● **WHAT IS BEING ASKED**
Summarize the following passage on the Heart Sutra in three sentences.

The Heart Sutra functions as a summary of a much larger body of literature: the Prajnaparamita or “Perfection of Wisdom” texts of Mahayana Buddhism. As a summary, it essentially consists of lists of various sorts, all designed to show that when the things on the list are logically broken down (e.g., the five skandhas or “aggregates” that describe human experience – material form, feeling, perception, impulse, and consciousness), there is only emptiness – no Self is hidden in there somewhere. This radical notion, so contrary to our self-important nature, is the “heart” of Buddhist teaching. I believe that it is also what sets Buddhism apart from the other world religions, in that it does not ask us to add anything (God, Heaven, etc.) to what we see, hear, experience; it invites us instead to strip away what we take for granted, and see what is left.

Yet, the emptiness of Buddhism is not nihilistic or purely intellectual and philosophical. Buddhism is rooted in a tradition of practices that are designed to bring the practitioner beyond the non-existent self to a religious experience, a transcendent non-duality, the realm “beyond the beyond.” In the words of Buddhist scholar and historian Edward Conze, the Prajnaparamita is “nothing but the Absolute, over and over again.” Because of the luminous clarity and power of the unconditioned world that it describes, or perhaps because it mimicked for early converts the magical chants of the religions they were already familiar with, the Heart Sutra has been considered from the earliest times to be a magical text, a spell or dharani that protects against all manner of bad luck and encourages the chanter’s (and audience’s) entry into the Buddha-realms. The fact that it is simultaneously rational, religious, and magical attests to the Buddhist understanding of human nature, which is surely a combination of all these elements.

The Heart Sutra is structured as a kind of sermon by the bodhisattva Avalokitesvara, who at the beginning of the text sits in deep meditation and has the insight that emptiness is the true nature of our existence. The bulk of the sutra is an explanation of this insight to the disciple Sariputra. Towards the end, Avalokitesvara reveals that the way to the Perfection of Wisdom is to chant. And he gives us a mantra, meticulously preserved in a close approximation of the Sanskrit in which it was originally chanted some two thousand years ago. Millions of Buddhists around the world take Avalokitesvara’s teaching to heart, and they chant. Whether they are highly educated Buddhist priests or regular folks with little knowledge of the Buddha’s teachings, they chant the Heart Sutra as an expression and embodiment of the Dharma. Whether you chant with faith, with understanding, with curiosity or with skepticism, the Heart Sutra will have you thrumming along as part of a vast chord of humanity, one node in a vibrant wisdom-tradition that endures and spreads by voice, by breath, and ringing bone.

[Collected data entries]
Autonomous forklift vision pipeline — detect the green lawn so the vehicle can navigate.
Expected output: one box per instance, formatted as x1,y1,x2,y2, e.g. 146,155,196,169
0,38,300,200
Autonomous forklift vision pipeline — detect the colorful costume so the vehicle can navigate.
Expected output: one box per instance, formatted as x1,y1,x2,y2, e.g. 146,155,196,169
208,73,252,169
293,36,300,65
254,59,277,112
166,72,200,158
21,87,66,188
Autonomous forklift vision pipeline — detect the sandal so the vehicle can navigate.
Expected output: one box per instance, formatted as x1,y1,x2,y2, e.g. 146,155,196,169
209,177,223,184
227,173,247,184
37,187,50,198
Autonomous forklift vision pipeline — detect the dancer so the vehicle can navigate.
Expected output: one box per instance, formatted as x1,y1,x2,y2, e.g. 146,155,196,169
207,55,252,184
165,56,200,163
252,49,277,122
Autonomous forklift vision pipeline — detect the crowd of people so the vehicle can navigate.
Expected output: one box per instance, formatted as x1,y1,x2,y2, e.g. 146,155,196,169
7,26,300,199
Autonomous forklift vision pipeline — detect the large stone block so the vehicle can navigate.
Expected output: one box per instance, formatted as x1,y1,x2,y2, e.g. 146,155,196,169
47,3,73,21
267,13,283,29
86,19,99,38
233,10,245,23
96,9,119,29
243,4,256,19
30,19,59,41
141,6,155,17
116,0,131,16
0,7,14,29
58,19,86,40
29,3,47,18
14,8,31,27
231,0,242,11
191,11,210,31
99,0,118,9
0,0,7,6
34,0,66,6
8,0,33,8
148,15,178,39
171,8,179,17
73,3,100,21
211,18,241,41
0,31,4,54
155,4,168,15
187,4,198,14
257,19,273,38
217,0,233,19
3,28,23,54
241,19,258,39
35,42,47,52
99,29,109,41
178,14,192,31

● **WRITTEN ANSWER**
The Heart Sutra summarizes the Prajnaparamita or "Perfection of Wisdom" texts of Mahayana Buddhism, largely through lists meant to show that when things are logically broken down, only emptiness remains and no Self is found. This emptiness is not nihilistic, because Buddhist practices aim to bring the practitioner to a transcendent non-duality, and the sutra has been regarded from the earliest times as a magical text or dharani that protects against bad luck. Structured as a sermon by the bodhisattva Avalokitesvara to the disciple Sariputra, the sutra ends with a mantra that millions of Buddhists chant as an expression and embodiment of the Dharma.